------ Task material
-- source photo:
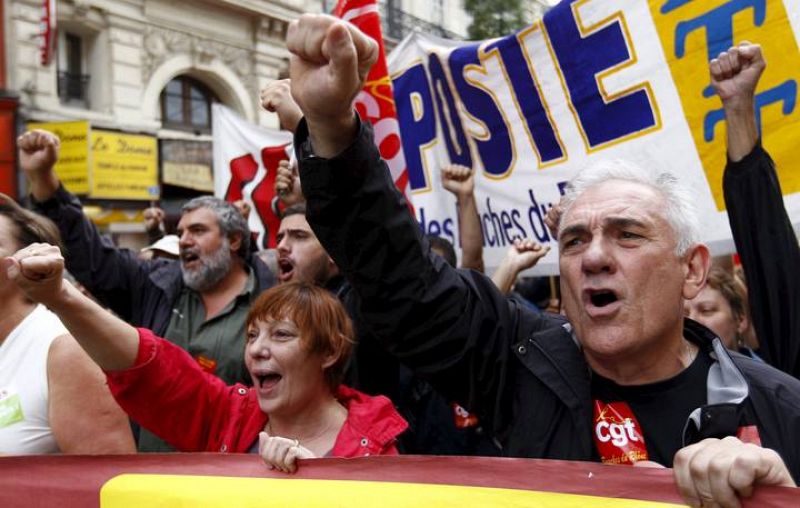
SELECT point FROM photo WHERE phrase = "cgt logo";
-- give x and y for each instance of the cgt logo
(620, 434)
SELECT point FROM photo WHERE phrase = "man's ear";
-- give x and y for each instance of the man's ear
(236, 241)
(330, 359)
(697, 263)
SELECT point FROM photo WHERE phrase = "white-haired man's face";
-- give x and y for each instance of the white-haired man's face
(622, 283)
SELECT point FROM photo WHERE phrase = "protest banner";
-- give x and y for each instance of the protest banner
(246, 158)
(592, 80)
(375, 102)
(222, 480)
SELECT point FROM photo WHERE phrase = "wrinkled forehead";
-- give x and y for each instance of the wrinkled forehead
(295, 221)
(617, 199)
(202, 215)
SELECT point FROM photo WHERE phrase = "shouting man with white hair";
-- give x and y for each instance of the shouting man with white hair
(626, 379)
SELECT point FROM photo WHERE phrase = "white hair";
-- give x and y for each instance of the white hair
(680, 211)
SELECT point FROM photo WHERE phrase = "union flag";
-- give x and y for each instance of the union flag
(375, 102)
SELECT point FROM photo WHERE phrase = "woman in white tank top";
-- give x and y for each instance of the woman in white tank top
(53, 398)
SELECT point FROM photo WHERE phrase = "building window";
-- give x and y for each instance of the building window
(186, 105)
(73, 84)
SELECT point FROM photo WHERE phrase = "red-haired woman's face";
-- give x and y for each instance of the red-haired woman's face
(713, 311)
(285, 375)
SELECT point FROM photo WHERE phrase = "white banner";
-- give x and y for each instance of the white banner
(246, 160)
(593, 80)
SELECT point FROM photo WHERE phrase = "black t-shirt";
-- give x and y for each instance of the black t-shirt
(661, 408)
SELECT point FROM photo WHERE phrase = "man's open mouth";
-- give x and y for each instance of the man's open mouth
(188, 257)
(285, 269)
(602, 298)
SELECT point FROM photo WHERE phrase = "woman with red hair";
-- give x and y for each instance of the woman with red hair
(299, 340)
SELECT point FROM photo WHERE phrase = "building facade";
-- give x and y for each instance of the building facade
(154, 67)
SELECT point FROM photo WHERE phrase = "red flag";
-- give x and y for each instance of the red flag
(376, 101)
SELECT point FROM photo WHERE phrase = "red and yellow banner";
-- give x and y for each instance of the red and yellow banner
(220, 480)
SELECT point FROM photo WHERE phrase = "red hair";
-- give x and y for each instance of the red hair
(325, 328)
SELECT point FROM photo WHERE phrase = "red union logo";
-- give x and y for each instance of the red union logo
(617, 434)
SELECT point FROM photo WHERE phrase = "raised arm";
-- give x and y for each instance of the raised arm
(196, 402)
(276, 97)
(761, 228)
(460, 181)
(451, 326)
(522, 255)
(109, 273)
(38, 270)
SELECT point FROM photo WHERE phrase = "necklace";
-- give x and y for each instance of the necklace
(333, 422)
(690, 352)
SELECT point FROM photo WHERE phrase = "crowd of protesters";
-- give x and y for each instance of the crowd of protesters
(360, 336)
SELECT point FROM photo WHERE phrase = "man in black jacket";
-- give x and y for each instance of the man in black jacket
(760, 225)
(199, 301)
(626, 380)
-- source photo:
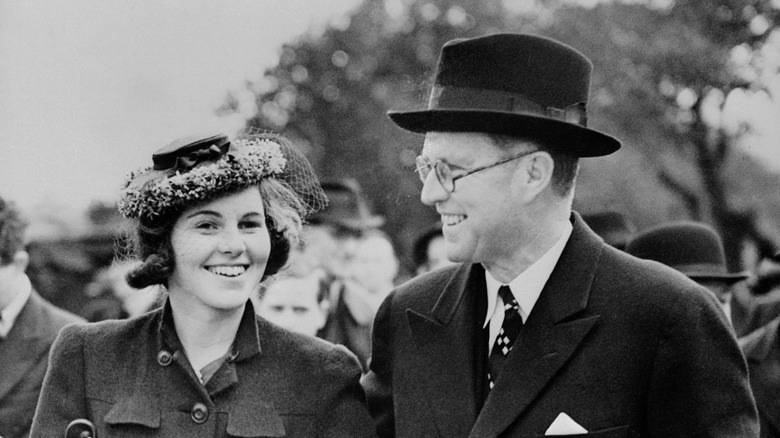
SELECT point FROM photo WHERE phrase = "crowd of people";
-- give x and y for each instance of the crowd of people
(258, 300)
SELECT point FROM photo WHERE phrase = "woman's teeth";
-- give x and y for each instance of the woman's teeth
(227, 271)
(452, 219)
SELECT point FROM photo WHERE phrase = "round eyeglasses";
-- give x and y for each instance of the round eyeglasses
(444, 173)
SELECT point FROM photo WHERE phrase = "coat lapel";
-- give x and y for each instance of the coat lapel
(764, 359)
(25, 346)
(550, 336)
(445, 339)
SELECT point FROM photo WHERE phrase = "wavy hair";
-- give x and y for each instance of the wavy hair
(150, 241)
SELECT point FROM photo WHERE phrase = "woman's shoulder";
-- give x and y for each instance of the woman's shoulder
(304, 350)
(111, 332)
------------
Problem description → Each line above is to be copied verbatim. Drop any image from the copy.

Output →
-- source photo:
SELECT point FROM photo WHERE phrase = "cgt logo";
-- give x and y for each instance of the cgt logo
(620, 434)
SELECT point FROM photo WHERE phrase = "man's ear";
-- give x and y for each instance of the man's ear
(236, 241)
(330, 359)
(697, 263)
SELECT point FROM photo WHERE phrase = "white-haired man's face";
-- give x and y for each instance of the white-haired man's face
(622, 283)
SELECT point FROM photo WHERE phrase = "protest banner";
-- give x and y for each instance of the protest banner
(246, 158)
(592, 80)
(375, 102)
(222, 480)
SELECT point FROM photo WHERE phrase = "wrinkled forehead";
-- give x and y for each instance of the wrinkled forehead
(295, 221)
(617, 199)
(202, 215)
SELECT point FROM photo WHERE phrase = "shouting man with white hair";
-- give x and y for each instance of the shouting man with white hair
(626, 379)
SELECT point FROM photo WHERE phrase = "white hair";
-- give x and y for each instance of the white hair
(680, 211)
SELECT point FROM photo WHERE phrase = "union flag";
-- give x and y for each instance of the union flag
(375, 102)
SELECT point FROM photo WHERE phrase = "woman in white tank top";
-- give x and y for each instance of the woman in white tank top
(53, 398)
SELECT point FROM photo WHERE phrase = "building window";
-- give x and y for each instance of the building window
(186, 105)
(73, 84)
SELECT point FROM photo WHERE phrase = "red-haired woman's face";
-- give x and y for each instance of the red-haired woman's face
(713, 311)
(285, 375)
SELECT point FROM photo WHERE phrase = "white banner";
-- give x and y for each instance of the white banner
(246, 160)
(593, 80)
SELECT point FROM photo WHERE phrase = "black t-shirt";
-- give x and y for each instance of the black t-shirt
(661, 408)
SELECT point FROM photo WHERE phrase = "man's open mouth";
-- give x and y for each instance of the man's open mouth
(188, 257)
(285, 269)
(602, 298)
SELECT point FROM photo WHERE phrase = "woman with red hair";
-- give x and y for each instance of the woman with red hair
(299, 340)
SELECT point FROM photo WHERE phrase = "building facade";
-- give x and y for each instance of the building facade
(154, 67)
SELECT point FROM photo WHERE phrase = "red flag";
-- give x and y for each instance of the red flag
(376, 101)
SELECT point FROM photo WHERE phrase = "red and yellow banner";
-- give x and y for each instance of the red and yellow banner
(220, 480)
SELECT point FROM photo WHERE phrase = "red hair";
-- give x and y for each instance of the red hair
(325, 328)
SELECT point FROM photo WHERE phrase = "red union logo";
-- give x and y for each instance of the red union logo
(617, 434)
SELECT point FROM photo WHERE phrase = "raised arm";
-- give x and y for each instance of the raised arm
(196, 402)
(276, 97)
(761, 228)
(460, 181)
(451, 326)
(522, 255)
(109, 273)
(38, 270)
SELECT point FROM photo WHERE phrase = "necklace";
-- give x and y for each instance of the necklace
(333, 422)
(690, 352)
SELECT point FROM photo WHERE phrase = "crowd of protesters";
-- give x and y for each instance of the crowd of protesters
(360, 336)
SELECT point FROM photo WHERE phrase = "man in black jacket";
-- give x and y for each instance of the man in black jacket
(760, 225)
(199, 301)
(626, 380)
-- source photo:
SELECT point FROM photo WHERE phrase = "crowd of people";
-- give x and y for each instance of the crowd of people
(258, 300)
SELECT point FROM photo WHERE phrase = "woman's teeth";
-- give x and y for each instance of the woman's teeth
(227, 271)
(452, 219)
SELECT point FROM photo WHERE phrase = "round eyeglasses";
-- give x and y for each instance of the round eyeglasses
(444, 173)
SELECT point FROM photo WHERE phrase = "coat lapel";
-- give x and y for each instance of the coat lapel
(764, 359)
(25, 346)
(550, 336)
(445, 339)
SELECT point FROM photo WHERE phrase = "wavy hair";
-- give x and y for each instance of the wavy hair
(150, 241)
SELECT point FROM photo WHERE phrase = "woman's shoulder";
-- give x and y for each instance of the woman's shoulder
(304, 350)
(111, 332)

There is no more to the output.